» **Extrait**
◆ ◆ ◆ ◆ ◆ ◆ ◆

En 1933, l’île de Pâques appartient au Chili depuis près d’un demi-siècle, mais laisse des compagnies anglaises exploiter la majeure partie de l’île, perdue dans l’océan Pacifique. Un caillou volcanique à peine plus grand que la région de Bruxelles-Capitale, aux abords de la Polynésie, mais rentré dans l’imaginaire collectif pour le millier de statues -les moai– parfois géantes et parfois à moitié enterrées, qui en jonchent le sol. Elles ont été réalisées par les Rapa Nui, l’ethnie autochtone, désormais parqués dans une réserve entourée de barbelés, et elle-même surveillée par les militaires chiliens.

C’est dans ce contexte, entre isolement du bout du monde, colonialisme encore primaire, pluies persistantes et décor ou lunaire ou tellement étrange, que débarque l’imposant voire obèse inspecteur Valverde, dépêché sur place à la demande même du président chilien, qui veut voir son meilleur élément résoudre ce mystère: quelques semaines plus tôt, un meurtre a été commis sur l’île. Un membre de la compagnie Williamson & Balfour a été sauvagement assassiné, et le coupable est encore forcément sur place. Se cacherait-il parmi les fonctionnaires anglais, les militaires chiliens, les autochtones en colère, voire les lépreux mourants? Commencent alors une enquête et un formidable récit, fictionnel, mais pas tant que ça.

Thomas Lavachery.

◆ ◆ ◆ ◆ ◆ ◆ ◆

» **Données**

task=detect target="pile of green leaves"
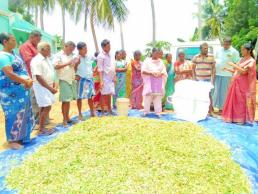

◆ ◆ ◆ ◆ ◆ ◆ ◆

» **Consigne écrite**
Poursuivez l'extrait sur l'enquête de l'inspecteur Valverde à l'île de Pâques à la suite de sa dernière ligne.

» **La réponse**
«L’île de Pâques, c’est un sujet que je connais très bien, et l’idée d’y inscrire un récit me revenait souvent. Toute mon enfance je n’ai entendu parler que d’elle», explique ainsi Thomas Lavachery, scénariste de ce Caballero Bueno plein de souffle et de vent , mais aussi petit-fils de Henri Lavachery, l’archéologue belge qui fit partie de l’expédition du Mercator en 1934… et qui ramena en Belgique, au Musée Art & Histoire du Cinquantenaire, non seulement une des cinq seules statues à avoir jamais quitté l’île (deux sont à New York, deux autres à Londres), mais aussi la plus ancienne jamais datée. «Ce récit m’a réellement habité, et si mon grand-père est décédé quand j’avais 6 ans à peine, j’ai suivi ses traces en entamant des études d’histoire de l’art. Lui-même avait raconté, dans un livre écrit en 1935, à son retour, ce fait réel: un meurtre commis sur l’île quelques années avant qu’il n’y débarque. Un crime rare et extraordinaire sous bien des aspects.»

Thomas Lavachery aurait donc pu choisir de faire de son grand-père et de cette mythique expédition le cœur de ce nouveau récit, alors plus proche d’une BD documentaire, pourtant très à la mode. Il a contraire préféré s’en inspirer pour s’en éloigner très vite, offrant une pure fiction –et un remarquable héros très singulier– à ce travail de mémoire particulièrement émouvant: les auteurs de Caballero Bueno présentaient cette semaine leur nouvel album au sain même du Musée Art & Histoire, à l’ombre de Pou Hakanononga, la statue ramenée par Henri Lavachery (lire ci-contre).

Entre Poirot et Poe


«J’avais déjà réalisé un documentaire et un livre sur l »expédition de mon grand-père, je ne voulais pas me répéter, poursuit Thomas Lavachery. Et puis ce personnage d’inspecteur Valverde s’est imposé à nous.» Thomas Gilbert confirme: «Il est né presque par hasard dans nos recherches et essais, mais est très vite devenu une évidence graphique, qui a tout de suite fonctionné.» Un fonctionnaire de police retors, hors norme, à la fois imposant et d’une étonnante légèreté, malin comme Hercule Poirot, mais hanté comme un personnage d’Edgar Allan Poe, luttant contre lui-même pour ne pas ingurgiter ce laudanum qu’il aime tant… Une addiction qui ne l’empêchera pas de faire la lumière sur ce meurtre dont on ne pourra rien dire pour ne pas divulgâcher, mais particulièrement historique et révélateur d’une époque et d’un lieu.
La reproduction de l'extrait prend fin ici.